Job
Carry on the discussion about printing a binary tree in level order, starting right after its last line.

Text passage
-*-

Also there is no exception as Eric Hauser suggests, because it is not modifying the collection its looping through, it's modifying a new one.
Here it goes:
public void levelOrder(List<TreeNode> n) {
List<TreeNode> next = new ArrayList<TreeNode>();
for (TreeNode t : n) {
if (t != null) {
System.out.print(t.getValue());
next.add(t.getLeftChild());
next.add(t.getRightChild());
}
}
System.out.println();
if(next.size() > 0)levelOrder(next);
}
Below method returns ArrayList of ArrayList containing all nodes level by level:-
public ArrayList<ArrayList<Integer>> levelOrder(TreeNode root) {
ArrayList<ArrayList<Integer>> result = new ArrayList<ArrayList<Integer>>();
if(root == null) return result;
Queue q1 = new LinkedList();
Queue q2 = new LinkedList();
ArrayList<Integer> list = new ArrayList<Integer>();
q1.add(root);
while(!q1.isEmpty() || !q2.isEmpty()){
while(!q1.isEmpty()){
TreeNode temp = (TreeNode)q1.poll();
list.add(temp.val);
if(temp.left != null) q2.add(temp.left);
if(temp.right != null) q2.add(temp.right);
}
if(list.size() > 0)result.add(new ArrayList<Integer>(list));
list.clear();
while(!q2.isEmpty()){
TreeNode temp = (TreeNode)q2.poll();
list.add(temp.val);
if(temp.left != null) q1.add(temp.left);
if(temp.right != null) q1.add(temp.right);
}
if(list.size() > 0)result.add(new ArrayList<Integer>(list));
list.clear();
}
return result;
}
The answer is close....the only issue I could see with it is that if a tree doesn't have a node in a particular position, you would set that pointer to null. What happens when you try to put a null pointer into the list?
Here is something I did for a recent assignment. It works flawlessly. You can use it starting from any root.
//Prints the tree in level order
public void printTree(){
printTree(root);
}
public void printTree(TreeNode tmpRoot){
//If the first node isn't null....continue on
if(tmpRoot != null){
Queue<TreeNode> currentLevel = new LinkedList<TreeNode>(); //Queue that holds the nodes on the current level
Queue<TreeNode> nextLevel = new LinkedList<TreeNode>(); //Queue the stores the nodes for the next level
int treeHeight = height(tmpRoot); //Stores the height of the current tree
int levelTotal = 0; //keeps track of the total levels printed so we don't pass the height and print a billion "null"s
//put the root on the currnt level's queue
currentLevel.add(tmpRoot);
//while there is still another level to print and we haven't gone past the tree's height
while(!currentLevel.isEmpty()&& (levelTotal< treeHeight)){
//Print the next node on the level, add its childen to the next level's queue, and dequeue the node...do this until the current level has been printed
while(!currentLevel.isEmpty()){
//Print the current value
System.out.print(currentLevel.peek().getValue()+" ");
//If there is a left pointer, put the node on the nextLevel's stack. If there is no ponter, add a node with a null value to the next level's stack
tmpRoot = currentLevel.peek().getLeft();
if(tmpRoot != null)

-*-

Extracted entries

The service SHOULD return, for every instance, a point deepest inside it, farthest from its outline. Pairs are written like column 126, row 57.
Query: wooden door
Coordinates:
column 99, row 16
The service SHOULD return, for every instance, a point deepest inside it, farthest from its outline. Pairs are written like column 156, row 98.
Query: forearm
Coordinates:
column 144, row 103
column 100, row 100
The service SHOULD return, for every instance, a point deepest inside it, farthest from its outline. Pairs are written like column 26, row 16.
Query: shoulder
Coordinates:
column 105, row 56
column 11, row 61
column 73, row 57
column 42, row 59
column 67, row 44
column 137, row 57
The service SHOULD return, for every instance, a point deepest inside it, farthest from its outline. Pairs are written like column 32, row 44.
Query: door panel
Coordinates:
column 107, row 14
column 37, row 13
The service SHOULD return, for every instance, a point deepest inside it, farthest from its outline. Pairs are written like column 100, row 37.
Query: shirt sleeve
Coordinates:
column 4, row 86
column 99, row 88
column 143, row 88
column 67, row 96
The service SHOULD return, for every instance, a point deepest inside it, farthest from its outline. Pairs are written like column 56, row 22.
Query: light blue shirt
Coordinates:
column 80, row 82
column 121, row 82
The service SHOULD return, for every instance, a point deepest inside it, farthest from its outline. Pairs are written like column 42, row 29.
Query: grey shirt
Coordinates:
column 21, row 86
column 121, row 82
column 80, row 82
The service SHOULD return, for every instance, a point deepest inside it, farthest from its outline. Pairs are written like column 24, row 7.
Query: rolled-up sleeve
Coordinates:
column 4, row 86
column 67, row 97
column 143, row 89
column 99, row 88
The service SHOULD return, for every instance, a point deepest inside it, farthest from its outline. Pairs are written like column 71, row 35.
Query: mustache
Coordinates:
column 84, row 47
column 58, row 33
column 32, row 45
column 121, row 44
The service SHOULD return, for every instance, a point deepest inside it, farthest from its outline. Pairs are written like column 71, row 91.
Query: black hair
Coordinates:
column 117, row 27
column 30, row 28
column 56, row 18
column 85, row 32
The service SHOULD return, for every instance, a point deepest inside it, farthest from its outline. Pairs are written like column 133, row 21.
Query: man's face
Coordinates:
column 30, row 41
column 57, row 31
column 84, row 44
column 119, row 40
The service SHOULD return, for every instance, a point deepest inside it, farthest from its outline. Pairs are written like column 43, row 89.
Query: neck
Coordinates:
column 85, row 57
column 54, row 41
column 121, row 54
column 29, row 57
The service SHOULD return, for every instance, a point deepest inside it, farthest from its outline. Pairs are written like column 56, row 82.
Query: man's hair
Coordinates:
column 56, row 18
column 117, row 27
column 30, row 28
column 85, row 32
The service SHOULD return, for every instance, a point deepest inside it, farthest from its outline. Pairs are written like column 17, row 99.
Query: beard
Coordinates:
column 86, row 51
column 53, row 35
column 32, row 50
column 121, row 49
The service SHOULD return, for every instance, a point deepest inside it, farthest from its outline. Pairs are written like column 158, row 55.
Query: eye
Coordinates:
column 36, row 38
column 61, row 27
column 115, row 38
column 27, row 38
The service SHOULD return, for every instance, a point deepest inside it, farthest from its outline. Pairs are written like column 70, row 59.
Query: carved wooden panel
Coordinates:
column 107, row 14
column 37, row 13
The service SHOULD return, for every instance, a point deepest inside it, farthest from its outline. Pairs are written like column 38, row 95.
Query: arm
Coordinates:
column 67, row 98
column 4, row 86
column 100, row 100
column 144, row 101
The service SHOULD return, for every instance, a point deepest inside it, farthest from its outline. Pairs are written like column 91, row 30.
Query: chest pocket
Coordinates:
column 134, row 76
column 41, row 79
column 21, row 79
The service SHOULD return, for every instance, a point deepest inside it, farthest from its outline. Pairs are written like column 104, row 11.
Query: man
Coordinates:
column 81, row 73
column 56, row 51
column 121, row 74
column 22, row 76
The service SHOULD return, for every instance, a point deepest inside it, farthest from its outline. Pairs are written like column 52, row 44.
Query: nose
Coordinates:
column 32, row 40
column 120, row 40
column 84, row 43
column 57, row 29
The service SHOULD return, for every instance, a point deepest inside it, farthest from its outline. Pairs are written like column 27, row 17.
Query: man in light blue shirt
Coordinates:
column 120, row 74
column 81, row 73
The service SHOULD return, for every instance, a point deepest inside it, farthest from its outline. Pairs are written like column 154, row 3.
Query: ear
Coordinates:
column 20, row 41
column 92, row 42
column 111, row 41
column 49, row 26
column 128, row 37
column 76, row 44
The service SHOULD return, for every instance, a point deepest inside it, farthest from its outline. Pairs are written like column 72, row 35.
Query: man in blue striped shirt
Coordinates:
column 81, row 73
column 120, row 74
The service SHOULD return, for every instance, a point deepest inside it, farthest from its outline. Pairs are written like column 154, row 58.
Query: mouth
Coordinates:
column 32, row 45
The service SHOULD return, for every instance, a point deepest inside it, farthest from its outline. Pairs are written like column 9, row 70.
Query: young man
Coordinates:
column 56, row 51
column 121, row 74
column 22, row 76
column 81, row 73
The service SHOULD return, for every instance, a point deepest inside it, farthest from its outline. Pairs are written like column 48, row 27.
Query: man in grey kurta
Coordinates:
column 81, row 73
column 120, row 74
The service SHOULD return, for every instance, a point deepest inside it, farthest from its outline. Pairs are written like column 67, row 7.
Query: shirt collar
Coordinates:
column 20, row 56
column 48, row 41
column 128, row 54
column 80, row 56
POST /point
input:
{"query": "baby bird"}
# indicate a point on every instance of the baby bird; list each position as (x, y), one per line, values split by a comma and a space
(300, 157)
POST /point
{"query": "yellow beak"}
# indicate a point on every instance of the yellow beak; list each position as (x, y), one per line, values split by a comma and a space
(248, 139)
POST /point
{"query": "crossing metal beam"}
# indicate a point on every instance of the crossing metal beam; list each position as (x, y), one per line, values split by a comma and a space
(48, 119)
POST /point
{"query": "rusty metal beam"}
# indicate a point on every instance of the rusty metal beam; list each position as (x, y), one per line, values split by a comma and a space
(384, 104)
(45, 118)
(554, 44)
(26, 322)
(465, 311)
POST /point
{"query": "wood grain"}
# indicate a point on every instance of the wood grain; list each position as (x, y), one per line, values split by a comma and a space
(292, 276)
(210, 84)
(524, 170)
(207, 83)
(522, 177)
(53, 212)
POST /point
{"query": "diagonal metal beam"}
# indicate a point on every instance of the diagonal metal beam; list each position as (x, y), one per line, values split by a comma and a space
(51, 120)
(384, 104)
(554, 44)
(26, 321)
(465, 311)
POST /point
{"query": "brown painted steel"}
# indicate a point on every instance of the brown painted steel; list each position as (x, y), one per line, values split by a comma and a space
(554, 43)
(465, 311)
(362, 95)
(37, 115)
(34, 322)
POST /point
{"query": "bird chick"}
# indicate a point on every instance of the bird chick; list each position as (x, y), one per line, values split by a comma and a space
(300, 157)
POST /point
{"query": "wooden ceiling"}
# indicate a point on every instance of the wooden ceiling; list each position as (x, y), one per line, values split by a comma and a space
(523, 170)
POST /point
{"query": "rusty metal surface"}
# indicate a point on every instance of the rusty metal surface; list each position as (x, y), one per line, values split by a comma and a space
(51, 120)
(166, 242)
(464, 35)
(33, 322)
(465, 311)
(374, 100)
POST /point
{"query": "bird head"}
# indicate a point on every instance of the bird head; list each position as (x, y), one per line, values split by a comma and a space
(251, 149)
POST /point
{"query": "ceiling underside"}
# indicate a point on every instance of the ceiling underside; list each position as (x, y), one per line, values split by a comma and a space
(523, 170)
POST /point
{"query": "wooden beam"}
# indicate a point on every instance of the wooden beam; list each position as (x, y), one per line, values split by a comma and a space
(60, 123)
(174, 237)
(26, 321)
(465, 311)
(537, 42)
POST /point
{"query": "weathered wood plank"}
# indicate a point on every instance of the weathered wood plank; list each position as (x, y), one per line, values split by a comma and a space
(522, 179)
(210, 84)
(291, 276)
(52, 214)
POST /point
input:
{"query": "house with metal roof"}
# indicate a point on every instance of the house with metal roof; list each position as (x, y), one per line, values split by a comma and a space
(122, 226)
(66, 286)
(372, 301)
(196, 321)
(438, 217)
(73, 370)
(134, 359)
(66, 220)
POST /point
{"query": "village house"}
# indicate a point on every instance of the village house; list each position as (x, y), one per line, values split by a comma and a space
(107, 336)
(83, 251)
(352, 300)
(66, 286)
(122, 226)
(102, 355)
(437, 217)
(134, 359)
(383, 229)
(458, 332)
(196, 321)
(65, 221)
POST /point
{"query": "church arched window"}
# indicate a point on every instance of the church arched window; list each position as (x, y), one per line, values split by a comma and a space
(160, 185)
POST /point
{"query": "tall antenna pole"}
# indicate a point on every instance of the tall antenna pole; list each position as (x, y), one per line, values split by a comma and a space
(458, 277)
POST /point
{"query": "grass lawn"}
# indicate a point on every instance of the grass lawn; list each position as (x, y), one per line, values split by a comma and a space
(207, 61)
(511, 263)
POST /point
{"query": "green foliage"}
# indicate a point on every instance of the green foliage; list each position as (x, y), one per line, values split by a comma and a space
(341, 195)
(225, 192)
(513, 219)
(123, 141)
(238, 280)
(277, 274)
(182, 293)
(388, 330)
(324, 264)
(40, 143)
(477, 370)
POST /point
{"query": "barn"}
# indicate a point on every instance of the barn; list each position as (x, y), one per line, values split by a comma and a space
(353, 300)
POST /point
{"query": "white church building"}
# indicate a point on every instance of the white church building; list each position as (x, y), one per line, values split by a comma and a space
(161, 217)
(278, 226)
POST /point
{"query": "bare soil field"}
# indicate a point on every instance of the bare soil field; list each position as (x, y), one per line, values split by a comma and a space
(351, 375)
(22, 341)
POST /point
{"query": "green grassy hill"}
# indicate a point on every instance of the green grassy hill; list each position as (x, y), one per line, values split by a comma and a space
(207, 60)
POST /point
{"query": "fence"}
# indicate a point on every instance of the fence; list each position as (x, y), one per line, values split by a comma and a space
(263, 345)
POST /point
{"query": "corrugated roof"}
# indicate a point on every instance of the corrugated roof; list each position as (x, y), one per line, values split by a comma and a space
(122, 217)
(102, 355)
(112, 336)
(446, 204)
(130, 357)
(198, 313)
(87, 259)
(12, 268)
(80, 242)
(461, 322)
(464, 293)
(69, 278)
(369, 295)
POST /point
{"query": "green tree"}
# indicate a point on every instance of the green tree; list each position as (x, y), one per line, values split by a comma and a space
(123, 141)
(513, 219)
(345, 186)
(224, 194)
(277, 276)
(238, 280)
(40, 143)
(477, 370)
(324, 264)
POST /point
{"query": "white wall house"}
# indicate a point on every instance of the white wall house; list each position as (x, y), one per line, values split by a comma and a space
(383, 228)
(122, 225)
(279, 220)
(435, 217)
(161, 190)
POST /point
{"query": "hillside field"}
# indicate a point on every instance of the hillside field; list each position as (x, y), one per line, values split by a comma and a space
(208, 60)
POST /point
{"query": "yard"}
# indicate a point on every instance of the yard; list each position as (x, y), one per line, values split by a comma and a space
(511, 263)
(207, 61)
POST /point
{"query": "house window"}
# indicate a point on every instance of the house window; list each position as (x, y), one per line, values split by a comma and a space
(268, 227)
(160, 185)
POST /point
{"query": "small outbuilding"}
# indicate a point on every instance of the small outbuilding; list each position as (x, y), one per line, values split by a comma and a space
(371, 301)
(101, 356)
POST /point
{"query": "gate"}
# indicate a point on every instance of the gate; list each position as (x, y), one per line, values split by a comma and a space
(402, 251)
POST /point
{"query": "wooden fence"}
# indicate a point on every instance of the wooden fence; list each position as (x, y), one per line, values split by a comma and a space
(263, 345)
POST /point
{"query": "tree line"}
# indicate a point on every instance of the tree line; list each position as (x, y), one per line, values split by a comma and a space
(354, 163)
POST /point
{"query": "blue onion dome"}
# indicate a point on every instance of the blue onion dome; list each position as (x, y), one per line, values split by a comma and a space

-*-

The output
nextLevel.add(tmpRoot);
else
nextLevel.add(new TreeNode(null));
//If there is a right pointer, put the node on the nextLevel's stack. If there is no ponter, add a node with a null value to the next level's stack
tmpRoot = currentLevel.remove().getRight();
if(tmpRoot != null)
nextLevel.add(tmpRoot);
else
nextLevel.add(new TreeNode(null));
}//end while(!currentLevel.isEmpty())
//populate the currentLevel queue with items from the next level
while(!nextLevel.isEmpty()){
currentLevel.add(nextLevel.remove());
}
//Print a blank line to show height
System.out.println("");
//flag that we are working on the next level
levelTotal++;
}//end while(!currentLevel.isEmpty())
}//end if(tmpRoot != null)
}//end method printTree
public int height(){
return height(getRoot());
}
public int height(TreeNode tmpRoot){
if (tmpRoot == null)
return 0;
int leftHeight = height(tmpRoot.getLeft());
int rightHeight = height(tmpRoot.getRight());
if(leftHeight >= rightHeight)
return leftHeight + 1;
else
return rightHeight + 1;
}
I really like the simplicity of Anon's code; its elegant. But, sometimes elegant code doesn't always translate into code that is intuitively easy to grasp. So, here's my attempt to show a similar approach that requires Log(n) more space, but should read more naturally to those who are most familiar with depth first search (going down the length of a tree)
The following snippet of code sets nodes belonging to a particular level in a list, and arranges that list in a list that holds all the levels of the tree. Hence the List<List<BinaryNode<T>>> that you will see below. The rest should be fairly self explanatory.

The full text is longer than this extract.